# Exercise details:
The required output is the line containing "Find the arc of" through the final line of the material below, printed exactly, with no other lines.

**** Data to examine

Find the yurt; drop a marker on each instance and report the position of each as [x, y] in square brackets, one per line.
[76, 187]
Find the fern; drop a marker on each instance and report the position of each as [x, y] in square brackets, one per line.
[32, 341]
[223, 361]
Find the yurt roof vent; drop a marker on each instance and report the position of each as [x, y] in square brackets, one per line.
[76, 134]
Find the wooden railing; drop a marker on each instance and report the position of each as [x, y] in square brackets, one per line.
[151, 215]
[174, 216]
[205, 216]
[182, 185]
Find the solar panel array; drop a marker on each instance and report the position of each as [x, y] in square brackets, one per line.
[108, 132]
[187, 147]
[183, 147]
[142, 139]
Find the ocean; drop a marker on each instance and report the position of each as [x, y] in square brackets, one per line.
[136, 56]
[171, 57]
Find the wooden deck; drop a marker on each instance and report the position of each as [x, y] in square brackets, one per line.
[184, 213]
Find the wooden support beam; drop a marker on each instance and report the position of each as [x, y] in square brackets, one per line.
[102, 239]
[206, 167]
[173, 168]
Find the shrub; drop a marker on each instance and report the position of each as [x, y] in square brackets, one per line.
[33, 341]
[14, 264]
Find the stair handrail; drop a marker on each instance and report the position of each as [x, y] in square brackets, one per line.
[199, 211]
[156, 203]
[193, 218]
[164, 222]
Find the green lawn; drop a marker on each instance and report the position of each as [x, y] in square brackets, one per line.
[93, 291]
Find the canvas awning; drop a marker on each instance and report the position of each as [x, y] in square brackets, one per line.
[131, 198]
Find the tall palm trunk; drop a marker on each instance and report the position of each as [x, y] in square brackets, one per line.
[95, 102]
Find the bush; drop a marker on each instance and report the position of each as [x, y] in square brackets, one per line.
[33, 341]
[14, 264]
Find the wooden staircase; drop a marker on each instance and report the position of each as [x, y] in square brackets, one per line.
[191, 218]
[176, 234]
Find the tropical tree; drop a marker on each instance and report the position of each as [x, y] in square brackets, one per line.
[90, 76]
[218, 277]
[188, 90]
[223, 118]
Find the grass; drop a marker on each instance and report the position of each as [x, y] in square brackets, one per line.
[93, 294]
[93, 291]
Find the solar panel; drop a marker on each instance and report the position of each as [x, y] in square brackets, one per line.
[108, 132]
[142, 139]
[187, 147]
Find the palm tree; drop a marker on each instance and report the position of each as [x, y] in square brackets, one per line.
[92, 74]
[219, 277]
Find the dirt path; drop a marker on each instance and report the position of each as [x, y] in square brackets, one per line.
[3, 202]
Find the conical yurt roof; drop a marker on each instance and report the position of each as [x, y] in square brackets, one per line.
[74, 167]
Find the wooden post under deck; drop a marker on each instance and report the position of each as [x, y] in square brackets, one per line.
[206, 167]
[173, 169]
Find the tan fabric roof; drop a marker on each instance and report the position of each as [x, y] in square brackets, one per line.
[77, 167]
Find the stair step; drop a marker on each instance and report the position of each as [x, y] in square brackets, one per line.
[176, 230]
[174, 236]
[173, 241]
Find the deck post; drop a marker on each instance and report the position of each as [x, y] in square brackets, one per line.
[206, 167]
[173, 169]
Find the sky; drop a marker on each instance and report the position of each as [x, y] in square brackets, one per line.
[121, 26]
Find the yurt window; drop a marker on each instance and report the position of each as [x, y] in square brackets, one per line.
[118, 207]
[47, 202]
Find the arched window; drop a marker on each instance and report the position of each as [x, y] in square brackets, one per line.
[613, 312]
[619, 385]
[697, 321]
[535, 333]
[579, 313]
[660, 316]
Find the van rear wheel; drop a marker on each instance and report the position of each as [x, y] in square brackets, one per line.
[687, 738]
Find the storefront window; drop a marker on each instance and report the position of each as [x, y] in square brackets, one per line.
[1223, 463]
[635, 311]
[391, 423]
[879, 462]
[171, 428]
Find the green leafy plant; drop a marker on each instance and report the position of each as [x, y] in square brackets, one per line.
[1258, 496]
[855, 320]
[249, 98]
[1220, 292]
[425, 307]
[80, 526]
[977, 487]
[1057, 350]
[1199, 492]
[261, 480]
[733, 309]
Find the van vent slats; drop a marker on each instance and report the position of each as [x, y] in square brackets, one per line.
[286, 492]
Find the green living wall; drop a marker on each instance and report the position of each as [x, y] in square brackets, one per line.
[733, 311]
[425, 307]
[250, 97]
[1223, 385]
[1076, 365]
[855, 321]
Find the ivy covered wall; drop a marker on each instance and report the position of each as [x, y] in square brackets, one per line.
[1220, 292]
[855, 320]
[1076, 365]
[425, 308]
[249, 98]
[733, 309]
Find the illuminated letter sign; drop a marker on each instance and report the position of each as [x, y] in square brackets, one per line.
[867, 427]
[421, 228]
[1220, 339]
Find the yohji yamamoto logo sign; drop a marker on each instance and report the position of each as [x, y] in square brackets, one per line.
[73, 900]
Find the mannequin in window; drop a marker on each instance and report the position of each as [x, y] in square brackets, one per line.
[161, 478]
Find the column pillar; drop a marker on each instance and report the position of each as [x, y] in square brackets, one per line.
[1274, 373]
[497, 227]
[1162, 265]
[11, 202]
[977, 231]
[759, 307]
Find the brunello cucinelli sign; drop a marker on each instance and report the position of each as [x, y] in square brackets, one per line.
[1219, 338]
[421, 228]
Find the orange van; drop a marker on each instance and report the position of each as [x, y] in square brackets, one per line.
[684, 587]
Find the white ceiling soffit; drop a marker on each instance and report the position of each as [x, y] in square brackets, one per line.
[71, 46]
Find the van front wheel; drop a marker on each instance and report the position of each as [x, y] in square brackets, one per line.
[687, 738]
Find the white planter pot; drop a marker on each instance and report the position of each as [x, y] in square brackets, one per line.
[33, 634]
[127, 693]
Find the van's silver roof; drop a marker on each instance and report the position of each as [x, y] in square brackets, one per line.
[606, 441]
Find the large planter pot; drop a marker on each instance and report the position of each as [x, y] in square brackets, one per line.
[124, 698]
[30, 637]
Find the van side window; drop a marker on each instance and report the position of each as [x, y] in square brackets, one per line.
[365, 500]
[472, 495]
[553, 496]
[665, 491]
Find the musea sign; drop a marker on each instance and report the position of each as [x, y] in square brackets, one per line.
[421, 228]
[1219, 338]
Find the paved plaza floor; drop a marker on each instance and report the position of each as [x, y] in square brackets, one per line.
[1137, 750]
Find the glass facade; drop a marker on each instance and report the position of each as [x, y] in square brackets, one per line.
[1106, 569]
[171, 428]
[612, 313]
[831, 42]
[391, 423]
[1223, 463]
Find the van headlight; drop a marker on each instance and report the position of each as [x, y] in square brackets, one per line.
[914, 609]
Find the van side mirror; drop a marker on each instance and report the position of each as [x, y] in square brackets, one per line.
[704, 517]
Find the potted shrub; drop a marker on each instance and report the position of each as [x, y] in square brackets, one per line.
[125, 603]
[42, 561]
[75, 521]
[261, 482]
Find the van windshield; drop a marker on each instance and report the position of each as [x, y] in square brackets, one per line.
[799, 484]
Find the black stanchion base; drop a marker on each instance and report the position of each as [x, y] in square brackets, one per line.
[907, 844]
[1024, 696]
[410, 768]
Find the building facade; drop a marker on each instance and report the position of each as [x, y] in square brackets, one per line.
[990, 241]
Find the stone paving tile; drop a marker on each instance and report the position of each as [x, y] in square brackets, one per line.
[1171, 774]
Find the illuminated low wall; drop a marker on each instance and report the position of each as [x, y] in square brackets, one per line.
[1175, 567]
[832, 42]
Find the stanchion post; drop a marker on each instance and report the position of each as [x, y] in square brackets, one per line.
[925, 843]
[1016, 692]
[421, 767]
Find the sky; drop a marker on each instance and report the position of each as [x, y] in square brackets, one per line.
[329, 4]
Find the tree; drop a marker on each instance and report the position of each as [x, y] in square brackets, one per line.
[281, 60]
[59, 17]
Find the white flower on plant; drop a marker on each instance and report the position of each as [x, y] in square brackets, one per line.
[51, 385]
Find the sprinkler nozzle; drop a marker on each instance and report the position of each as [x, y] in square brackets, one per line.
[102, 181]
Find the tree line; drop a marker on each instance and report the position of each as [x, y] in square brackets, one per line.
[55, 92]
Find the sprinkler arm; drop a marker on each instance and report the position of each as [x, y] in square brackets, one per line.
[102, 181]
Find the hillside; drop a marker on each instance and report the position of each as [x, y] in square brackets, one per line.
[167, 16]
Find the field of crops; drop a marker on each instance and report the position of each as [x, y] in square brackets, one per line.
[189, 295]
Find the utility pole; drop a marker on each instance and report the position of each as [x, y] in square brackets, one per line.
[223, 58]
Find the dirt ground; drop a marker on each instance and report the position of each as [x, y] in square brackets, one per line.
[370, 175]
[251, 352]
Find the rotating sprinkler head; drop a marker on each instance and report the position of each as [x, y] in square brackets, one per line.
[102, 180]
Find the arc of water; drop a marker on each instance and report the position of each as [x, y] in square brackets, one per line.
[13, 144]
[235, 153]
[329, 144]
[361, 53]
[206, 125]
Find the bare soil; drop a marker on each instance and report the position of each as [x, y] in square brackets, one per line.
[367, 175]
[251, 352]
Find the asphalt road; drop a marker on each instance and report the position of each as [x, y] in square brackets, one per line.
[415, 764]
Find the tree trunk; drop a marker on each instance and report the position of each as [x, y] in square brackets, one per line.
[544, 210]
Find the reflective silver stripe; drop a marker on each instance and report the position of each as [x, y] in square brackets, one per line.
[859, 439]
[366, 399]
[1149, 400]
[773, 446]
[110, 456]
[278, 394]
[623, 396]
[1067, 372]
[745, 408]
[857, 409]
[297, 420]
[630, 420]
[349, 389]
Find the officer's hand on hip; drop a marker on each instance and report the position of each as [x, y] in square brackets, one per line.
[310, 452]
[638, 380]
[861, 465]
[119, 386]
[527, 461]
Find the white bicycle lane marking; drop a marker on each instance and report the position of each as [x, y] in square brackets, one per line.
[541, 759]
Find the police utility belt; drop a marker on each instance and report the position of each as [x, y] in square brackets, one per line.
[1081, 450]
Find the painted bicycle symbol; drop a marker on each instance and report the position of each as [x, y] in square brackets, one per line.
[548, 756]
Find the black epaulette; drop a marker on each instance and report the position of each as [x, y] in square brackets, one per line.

********

# Expected output:
Find the arc of water; drop a marker on each instance and report the position of each as [x, y] in square brackets, one per line.
[13, 144]
[235, 153]
[329, 144]
[361, 53]
[206, 125]
Find the bare soil; drop a marker on each instance and report the position of each as [x, y] in square brackets, one per line.
[367, 175]
[251, 352]
Find the asphalt road; drop a marker on each instance and report the position of each as [x, y] in square brackets, one per line.
[415, 764]
Find the tree trunk; drop a marker on each instance and report the position of each as [x, y] in square brackets, one per line.
[544, 210]
Find the reflective silver stripe; drop a marker on each instance and report the position of each as [x, y] in square brackets, one per line.
[859, 439]
[366, 399]
[1149, 400]
[773, 446]
[110, 456]
[278, 394]
[623, 396]
[1067, 372]
[745, 408]
[857, 409]
[297, 420]
[630, 420]
[349, 389]
Find the officer's hand on hip; drop a marker on each instance and report the position of each as [x, y] in square brackets, one per line.
[310, 452]
[638, 380]
[861, 465]
[119, 386]
[527, 461]
Find the white bicycle lane marking; drop a marker on each instance and report the position of each as [x, y] in square brackets, one per line.
[541, 759]
Find the police utility belt; drop a marker on each instance and report the position of each as [x, y] in square brackets, one per line.
[1081, 450]
Find the painted bicycle symbol; drop a marker on each instance and report the position of each as [x, y] in square brackets, one per line.
[548, 756]
Find the black epaulette; drop a marker on each instance and report the position of each as [x, y] in square brackets, one per line.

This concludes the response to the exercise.